## WHAT YOU HAVE TO DO:
Whenever the string "form" appears in a line below, please copy the line out.

[Opening EXCERPTED RECORDS section]

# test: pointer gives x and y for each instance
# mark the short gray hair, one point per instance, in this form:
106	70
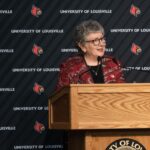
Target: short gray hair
84	28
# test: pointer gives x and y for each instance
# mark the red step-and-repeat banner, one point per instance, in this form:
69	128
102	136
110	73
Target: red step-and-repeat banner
35	36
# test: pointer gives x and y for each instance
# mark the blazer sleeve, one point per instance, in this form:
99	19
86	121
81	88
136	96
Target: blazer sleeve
63	77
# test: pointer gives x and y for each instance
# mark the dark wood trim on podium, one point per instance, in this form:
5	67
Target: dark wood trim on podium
96	115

[Closing EXCERPTED RECORDS section]

## SOLUTION:
# mark the short gray hair, one point per instance, in this form:
# mark the red step-and-repeat banner, one point per instance, in this form:
# mark the blazer sleeve, one point per instance, in this form:
# mark the dark wood trim on podium, one point per instance, in this form:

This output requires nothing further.